• **Requirement A**: Reproduce the event sourcing article below word for word, in full.

• **Source excerpt**:

================================

EVENT SOURCING — THE PRIVILEGED MODEL FOR INDIRECTION — PART 3

  • You can read the part 1 here.
  • You can read the part 2 here.

In the last parts it was presented an evolutionary path towards an event driven architecture to support multiple read models. We ended with an architecture with a relational database that supports write operations where the business invariants are ensured, an event queue, a broker to dispatch messages, and an Integrator to update changes to read-only databases (Image 1). In this part 3 It will be presented an Event Sourcing alternative and be discussed some nuances in the adoption of such solution.

Image 1 — Final Architecture from part 2.

Event Sourcing is a radically different way to persistence. An object state is persisted by storing the sequences of state changing events.

The realization of an Event Sourcing model is very simple, just use the state change events as the persistence model.

Abandoning the relational representation of the state allows to simplify the write model because we only need to maintain the event model instead of two different models. Using events as the state of the application has several implications in the code base. The first obvious change to note is the way the in-memory entities are hydrated. No more object-relational mapping is needed. An entity with the current state is no more than a projection of the event stream that can be created by a projector function: f(events) -> state. A naive implementation of a repository that hydrates an event sourced entity looks very much like this:

class HotelRepository
{
private readonly EventStreams _streams;

public Hotel Find(Guid id)
{
var events = await _streams.GetAllEventsFromStream(streamId:id);
var hotelState = new HotelState();

// projector
@events.LeftFold(hotelState, (state, evt) => state.Apply(evt));
return new Hotel(id, hotelState);
}
}

The HotelState class will handle the state change events, mutating the state to match the actual state representation:

class HotelState
{
private string _address;
private List<Room> _rooms;

public HotelState Apply(HotelCreated ev)

================================

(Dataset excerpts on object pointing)
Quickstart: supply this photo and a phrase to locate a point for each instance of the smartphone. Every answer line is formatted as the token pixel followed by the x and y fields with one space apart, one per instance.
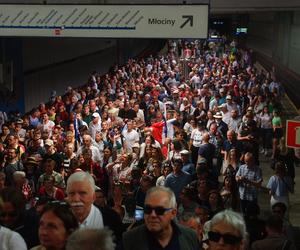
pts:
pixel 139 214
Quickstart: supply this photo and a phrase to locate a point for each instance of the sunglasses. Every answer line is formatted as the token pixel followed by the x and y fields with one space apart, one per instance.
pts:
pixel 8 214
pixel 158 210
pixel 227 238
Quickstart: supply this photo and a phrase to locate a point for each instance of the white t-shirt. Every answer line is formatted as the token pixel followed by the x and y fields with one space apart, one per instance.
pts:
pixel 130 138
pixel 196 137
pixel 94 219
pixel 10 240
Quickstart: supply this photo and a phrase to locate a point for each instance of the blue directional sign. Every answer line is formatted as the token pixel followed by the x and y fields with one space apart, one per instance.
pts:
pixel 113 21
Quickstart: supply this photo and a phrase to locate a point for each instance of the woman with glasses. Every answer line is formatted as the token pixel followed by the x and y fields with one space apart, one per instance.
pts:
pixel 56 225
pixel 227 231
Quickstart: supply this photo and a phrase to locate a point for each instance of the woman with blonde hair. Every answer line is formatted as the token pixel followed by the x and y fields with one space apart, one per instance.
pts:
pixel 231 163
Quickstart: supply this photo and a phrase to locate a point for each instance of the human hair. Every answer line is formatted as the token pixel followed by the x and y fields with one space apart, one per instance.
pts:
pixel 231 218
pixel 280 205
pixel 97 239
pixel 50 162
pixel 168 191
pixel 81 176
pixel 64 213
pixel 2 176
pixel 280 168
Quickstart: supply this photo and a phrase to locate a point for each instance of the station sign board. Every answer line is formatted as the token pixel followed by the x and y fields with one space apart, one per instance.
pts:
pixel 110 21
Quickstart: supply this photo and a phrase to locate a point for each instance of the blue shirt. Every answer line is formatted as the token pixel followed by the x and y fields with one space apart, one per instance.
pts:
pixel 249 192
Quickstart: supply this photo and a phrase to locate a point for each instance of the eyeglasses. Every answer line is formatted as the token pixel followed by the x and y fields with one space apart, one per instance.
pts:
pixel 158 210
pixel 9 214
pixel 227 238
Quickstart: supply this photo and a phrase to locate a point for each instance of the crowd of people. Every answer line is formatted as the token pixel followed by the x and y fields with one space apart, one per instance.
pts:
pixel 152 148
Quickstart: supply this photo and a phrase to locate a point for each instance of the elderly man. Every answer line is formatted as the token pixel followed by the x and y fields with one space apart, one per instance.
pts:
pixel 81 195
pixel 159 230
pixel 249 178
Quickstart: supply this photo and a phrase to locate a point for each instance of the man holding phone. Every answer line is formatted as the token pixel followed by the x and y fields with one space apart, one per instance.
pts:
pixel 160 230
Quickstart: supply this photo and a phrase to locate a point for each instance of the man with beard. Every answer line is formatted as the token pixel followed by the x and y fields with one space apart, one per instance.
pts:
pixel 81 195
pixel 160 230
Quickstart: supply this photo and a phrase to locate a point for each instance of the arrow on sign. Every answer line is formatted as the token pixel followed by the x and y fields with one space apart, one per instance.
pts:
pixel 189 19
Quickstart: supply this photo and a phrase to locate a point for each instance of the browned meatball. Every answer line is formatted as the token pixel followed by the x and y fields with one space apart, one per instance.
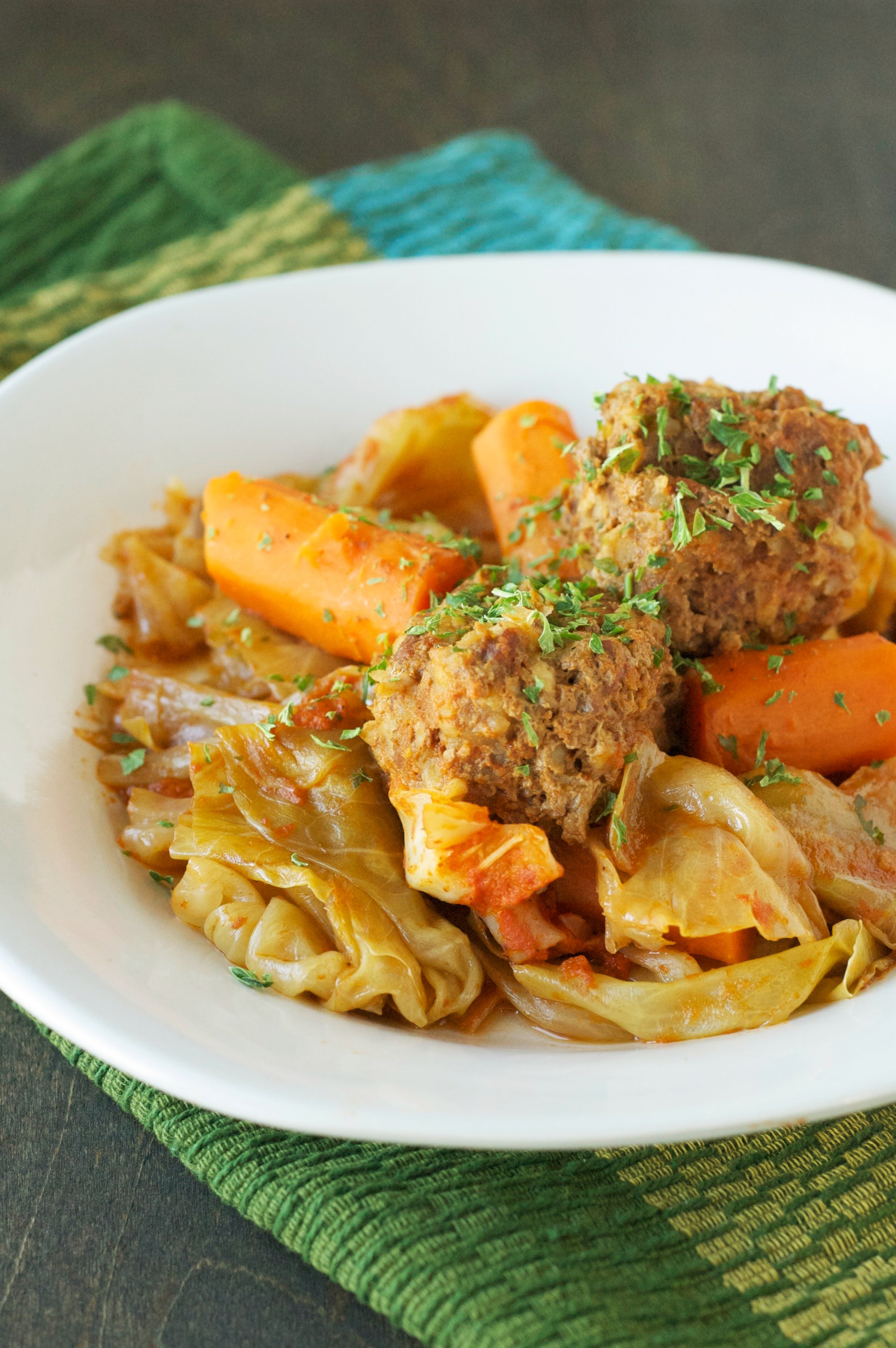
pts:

================================

• **Requirement B**: Copy out the lines of the listing above from the line with "the blue directional" to the line with "pixel 113 21", including both of those lines, and nothing else.

• **Task result A**:
EVENT SOURCING — THE PRIVILEGED MODEL FOR INDIRECTION — PART 3

  • You can read the part 1 here.
  • You can read the part 2 here.

In the last parts it was presented an evolutionary path towards an event driven architecture to support multiple read models. We ended with an architecture with a relational database that supports write operations where the business invariants are ensured, an event queue, a broker to dispatch messages, and an Integrator to update changes to read-only databases (Image 1). In this part 3 It will be presented an Event Sourcing alternative and be discussed some nuances in the adoption of such solution.

Image 1 — Final Architecture from part 2.

Event Sourcing is a radically different way to persistence. An object state is persisted by storing the sequences of state changing events.

The realization of an Event Sourcing model is very simple, just use the state change events as the persistence model.

Abandoning the relational representation of the state allows to simplify the write model because we only need to maintain the event model instead of two different models. Using events as the state of the application has several implications in the code base. The first obvious change to note is the way the in-memory entities are hydrated. No more object-relational mapping is needed. An entity with the current state is no more than a projection of the event stream that can be created by a projector function: f(events) -> state. A naive implementation of a repository that hydrates an event sourced entity looks very much like this:

class HotelRepository
{
private readonly EventStreams _streams;

public Hotel Find(Guid id)
{
var events = await _streams.GetAllEventsFromStream(streamId:id);
var hotelState = new HotelState();

// projector
@events.LeftFold(hotelState, (state, evt) => state.Apply(evt));
return new Hotel(id, hotelState);
}
}

The HotelState class will handle the state change events, mutating the state to match the actual state representation:

class HotelState
{
private string _address;
private List<Room> _rooms;

public HotelState Apply(HotelCreated ev)

• **Task result B**:
Quickstart: supply this photo and a phrase to locate a point for each instance of the blue directional sign. Every answer line is formatted as the token pixel followed by the x and y fields with one space apart, one per instance.
pts:
pixel 113 21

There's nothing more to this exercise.